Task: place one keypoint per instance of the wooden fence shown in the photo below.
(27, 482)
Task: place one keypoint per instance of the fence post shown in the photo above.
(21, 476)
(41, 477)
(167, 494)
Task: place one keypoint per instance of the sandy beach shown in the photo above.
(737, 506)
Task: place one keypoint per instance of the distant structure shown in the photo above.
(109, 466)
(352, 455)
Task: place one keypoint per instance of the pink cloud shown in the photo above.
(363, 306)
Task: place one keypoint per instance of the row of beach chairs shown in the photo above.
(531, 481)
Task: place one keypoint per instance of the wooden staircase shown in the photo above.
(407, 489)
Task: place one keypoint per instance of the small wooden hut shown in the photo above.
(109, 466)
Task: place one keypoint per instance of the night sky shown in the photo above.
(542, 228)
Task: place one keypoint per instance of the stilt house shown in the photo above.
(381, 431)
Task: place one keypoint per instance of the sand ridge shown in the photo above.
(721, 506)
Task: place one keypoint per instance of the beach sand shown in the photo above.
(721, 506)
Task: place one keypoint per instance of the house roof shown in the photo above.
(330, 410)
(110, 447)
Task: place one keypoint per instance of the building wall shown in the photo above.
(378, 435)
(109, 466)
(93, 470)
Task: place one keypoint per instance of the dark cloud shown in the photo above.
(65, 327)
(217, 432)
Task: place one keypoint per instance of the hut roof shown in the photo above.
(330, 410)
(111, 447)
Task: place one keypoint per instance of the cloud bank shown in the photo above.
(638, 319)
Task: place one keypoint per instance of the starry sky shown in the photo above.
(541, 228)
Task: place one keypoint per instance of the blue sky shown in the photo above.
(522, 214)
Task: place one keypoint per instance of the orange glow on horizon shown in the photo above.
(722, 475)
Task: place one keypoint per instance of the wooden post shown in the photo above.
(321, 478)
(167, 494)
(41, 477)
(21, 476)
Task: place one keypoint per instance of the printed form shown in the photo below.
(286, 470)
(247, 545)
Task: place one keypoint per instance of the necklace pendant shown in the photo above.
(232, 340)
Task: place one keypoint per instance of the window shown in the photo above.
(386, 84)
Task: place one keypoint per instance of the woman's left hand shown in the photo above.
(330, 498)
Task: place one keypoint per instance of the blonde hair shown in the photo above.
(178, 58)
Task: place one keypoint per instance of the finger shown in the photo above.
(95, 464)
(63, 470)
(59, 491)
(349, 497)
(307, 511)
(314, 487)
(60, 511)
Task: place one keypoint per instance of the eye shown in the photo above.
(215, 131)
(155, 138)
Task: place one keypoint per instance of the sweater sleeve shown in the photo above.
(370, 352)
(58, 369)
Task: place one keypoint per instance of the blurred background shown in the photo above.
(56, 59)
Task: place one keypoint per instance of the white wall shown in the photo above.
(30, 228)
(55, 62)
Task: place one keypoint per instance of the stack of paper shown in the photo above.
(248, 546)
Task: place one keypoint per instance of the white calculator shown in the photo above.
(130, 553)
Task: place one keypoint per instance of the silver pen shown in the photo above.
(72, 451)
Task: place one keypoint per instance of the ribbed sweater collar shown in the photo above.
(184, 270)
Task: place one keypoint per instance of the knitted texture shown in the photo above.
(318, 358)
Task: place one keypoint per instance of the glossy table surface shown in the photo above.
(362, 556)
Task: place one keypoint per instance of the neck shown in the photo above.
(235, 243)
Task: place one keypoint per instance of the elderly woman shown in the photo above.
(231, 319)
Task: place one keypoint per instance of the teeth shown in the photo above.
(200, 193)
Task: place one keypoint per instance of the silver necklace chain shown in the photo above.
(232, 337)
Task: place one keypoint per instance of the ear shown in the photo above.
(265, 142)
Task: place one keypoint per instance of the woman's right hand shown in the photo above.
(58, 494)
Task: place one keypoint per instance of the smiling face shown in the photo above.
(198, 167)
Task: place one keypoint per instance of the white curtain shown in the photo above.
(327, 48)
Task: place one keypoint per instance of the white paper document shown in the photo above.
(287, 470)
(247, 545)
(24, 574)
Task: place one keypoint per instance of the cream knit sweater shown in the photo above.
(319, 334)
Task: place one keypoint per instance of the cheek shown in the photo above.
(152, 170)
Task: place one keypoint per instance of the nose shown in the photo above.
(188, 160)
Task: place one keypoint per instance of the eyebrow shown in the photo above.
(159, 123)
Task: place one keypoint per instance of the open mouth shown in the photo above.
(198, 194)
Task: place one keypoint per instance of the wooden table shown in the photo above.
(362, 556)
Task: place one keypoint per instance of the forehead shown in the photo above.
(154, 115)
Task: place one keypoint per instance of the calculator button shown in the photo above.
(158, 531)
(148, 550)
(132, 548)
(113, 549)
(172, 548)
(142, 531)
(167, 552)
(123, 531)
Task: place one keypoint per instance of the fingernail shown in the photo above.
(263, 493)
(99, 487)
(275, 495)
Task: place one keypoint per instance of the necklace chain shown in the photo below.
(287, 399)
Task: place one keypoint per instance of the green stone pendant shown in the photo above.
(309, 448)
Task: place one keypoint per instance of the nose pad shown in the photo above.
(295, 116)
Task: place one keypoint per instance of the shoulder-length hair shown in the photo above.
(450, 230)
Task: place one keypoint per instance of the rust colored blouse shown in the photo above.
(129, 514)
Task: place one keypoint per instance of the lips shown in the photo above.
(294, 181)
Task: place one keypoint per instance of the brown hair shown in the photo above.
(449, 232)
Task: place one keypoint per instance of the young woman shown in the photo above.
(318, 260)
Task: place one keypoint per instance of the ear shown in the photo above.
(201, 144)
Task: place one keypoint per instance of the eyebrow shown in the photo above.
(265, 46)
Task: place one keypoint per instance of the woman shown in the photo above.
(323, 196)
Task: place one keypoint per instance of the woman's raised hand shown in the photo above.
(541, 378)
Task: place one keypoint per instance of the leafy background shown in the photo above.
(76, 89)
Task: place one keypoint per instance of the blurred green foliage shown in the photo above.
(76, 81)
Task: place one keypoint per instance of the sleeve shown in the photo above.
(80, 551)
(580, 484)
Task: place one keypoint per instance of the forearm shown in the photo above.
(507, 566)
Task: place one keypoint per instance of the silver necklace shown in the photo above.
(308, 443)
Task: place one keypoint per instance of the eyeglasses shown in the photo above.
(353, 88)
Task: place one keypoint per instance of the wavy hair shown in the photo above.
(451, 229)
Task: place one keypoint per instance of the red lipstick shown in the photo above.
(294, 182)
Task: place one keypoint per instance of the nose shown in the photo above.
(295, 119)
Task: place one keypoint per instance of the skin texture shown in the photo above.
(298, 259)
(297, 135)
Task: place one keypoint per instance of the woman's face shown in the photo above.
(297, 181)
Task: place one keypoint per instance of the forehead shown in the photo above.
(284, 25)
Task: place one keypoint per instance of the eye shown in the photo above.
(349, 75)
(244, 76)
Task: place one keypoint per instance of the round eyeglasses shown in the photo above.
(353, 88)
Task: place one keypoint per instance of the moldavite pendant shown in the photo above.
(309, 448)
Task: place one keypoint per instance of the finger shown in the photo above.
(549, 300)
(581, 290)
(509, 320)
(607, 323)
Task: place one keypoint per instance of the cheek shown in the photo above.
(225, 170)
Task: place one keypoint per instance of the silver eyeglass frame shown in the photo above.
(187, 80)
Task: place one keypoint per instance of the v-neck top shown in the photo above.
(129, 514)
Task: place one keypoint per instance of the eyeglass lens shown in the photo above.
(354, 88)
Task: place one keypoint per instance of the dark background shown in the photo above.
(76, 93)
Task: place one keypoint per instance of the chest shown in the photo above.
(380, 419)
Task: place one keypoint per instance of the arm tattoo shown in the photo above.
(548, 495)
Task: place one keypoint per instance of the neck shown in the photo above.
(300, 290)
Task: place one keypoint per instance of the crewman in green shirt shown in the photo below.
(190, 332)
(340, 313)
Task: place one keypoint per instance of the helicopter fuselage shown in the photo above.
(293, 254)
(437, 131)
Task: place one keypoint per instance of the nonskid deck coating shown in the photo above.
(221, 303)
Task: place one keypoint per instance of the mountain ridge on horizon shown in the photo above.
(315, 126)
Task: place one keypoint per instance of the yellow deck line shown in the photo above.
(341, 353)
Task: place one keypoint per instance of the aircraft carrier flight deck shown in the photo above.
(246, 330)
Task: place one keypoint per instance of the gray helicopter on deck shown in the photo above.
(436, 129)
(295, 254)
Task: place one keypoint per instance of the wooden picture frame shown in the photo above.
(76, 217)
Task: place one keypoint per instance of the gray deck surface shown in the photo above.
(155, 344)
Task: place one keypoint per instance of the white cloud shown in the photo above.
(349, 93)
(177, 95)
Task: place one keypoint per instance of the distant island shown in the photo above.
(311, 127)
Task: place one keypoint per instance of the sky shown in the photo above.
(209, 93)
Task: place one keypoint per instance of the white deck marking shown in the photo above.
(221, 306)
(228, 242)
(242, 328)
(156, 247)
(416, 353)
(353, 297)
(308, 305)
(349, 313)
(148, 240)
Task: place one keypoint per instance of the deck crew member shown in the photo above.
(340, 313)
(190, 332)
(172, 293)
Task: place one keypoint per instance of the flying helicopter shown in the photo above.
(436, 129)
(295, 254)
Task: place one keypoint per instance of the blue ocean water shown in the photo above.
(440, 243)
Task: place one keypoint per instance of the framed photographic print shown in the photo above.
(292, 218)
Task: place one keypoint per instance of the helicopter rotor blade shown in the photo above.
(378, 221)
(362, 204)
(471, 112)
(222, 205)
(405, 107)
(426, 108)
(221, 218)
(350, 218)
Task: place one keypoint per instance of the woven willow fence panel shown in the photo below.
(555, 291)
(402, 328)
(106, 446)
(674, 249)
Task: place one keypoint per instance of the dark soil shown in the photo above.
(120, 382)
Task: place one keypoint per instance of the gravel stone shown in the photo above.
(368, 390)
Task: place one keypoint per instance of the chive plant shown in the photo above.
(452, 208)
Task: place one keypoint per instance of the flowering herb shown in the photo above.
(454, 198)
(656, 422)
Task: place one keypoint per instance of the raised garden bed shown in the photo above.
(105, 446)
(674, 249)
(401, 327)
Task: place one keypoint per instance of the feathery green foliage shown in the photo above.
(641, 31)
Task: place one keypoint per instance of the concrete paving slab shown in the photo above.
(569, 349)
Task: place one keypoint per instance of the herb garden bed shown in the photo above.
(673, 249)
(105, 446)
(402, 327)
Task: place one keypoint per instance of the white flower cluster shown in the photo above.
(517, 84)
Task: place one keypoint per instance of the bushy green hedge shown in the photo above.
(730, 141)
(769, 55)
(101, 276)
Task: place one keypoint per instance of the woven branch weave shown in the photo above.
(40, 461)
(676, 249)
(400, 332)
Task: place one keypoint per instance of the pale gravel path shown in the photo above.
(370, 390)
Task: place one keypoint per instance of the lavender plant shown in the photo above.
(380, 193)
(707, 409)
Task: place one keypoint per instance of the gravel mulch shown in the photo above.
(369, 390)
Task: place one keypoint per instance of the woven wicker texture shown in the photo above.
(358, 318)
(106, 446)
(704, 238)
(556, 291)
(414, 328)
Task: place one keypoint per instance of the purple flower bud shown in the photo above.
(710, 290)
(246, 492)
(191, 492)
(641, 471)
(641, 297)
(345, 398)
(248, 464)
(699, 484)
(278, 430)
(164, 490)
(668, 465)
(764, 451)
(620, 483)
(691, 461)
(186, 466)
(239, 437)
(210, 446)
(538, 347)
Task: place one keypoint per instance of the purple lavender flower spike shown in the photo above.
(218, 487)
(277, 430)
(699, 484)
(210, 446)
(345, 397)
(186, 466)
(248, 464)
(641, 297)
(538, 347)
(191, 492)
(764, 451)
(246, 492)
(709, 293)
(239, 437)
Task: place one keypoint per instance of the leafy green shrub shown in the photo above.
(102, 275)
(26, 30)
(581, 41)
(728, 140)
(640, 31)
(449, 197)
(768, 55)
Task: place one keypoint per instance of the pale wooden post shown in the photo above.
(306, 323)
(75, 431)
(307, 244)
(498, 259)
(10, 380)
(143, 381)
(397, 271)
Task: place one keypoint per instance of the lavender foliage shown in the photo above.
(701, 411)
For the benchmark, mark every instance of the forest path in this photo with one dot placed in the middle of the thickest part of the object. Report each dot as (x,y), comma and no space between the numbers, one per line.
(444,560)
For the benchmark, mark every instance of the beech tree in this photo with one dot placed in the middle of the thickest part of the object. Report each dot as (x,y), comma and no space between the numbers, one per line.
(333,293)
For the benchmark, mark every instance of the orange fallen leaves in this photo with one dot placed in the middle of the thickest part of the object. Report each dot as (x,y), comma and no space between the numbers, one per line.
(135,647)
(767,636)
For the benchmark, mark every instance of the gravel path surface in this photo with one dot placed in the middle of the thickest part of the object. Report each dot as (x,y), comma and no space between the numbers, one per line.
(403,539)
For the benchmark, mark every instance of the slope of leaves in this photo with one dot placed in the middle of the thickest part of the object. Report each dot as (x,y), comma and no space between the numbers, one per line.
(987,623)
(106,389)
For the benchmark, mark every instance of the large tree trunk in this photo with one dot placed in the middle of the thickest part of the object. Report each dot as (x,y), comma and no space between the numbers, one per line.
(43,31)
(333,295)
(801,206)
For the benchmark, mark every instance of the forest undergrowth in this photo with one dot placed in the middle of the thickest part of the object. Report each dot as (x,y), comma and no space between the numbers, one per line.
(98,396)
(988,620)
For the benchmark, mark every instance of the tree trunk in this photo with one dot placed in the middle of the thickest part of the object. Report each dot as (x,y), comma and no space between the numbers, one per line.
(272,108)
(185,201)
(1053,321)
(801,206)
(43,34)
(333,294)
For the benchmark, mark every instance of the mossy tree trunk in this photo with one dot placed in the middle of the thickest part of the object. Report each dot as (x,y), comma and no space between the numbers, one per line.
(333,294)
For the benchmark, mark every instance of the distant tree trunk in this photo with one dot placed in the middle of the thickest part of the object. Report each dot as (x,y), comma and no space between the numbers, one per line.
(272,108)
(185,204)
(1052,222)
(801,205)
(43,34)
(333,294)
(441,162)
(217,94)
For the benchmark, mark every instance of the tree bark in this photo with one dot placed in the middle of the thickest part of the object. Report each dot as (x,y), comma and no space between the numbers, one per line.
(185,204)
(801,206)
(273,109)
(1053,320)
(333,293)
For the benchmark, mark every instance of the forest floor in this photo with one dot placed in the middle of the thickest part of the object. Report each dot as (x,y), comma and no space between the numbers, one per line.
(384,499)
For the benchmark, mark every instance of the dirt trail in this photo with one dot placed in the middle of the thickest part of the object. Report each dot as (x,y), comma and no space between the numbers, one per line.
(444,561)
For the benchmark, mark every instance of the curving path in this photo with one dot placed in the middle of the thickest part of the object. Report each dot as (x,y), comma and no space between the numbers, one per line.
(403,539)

== EXERCISE OBJECTIVE ==
Your task is to return, exactly and on their own, the lines from the one containing "For the benchmark, mark every instance of the forest floor" through the last line of the listing.

== FULL RESPONSE ==
For the benchmark, mark every instance of the forest floor in this photo with one dot placed in the middle of the thickest part of the object. Report each dot as (x,y), comma and no space between the numbers, one per line.
(384,499)
For the benchmark, mark every instance of the dirt trail in this photo with one dot placed in the middle of the thickest part of the object. Report each dot as (x,y), comma and no space between the numbers, one per line.
(444,561)
For the benchmark, mark every instance of the curving path in this photo with one dot placed in the middle of the thickest part of the object. Report each dot as (x,y), comma and no space between the numbers, one per line.
(403,539)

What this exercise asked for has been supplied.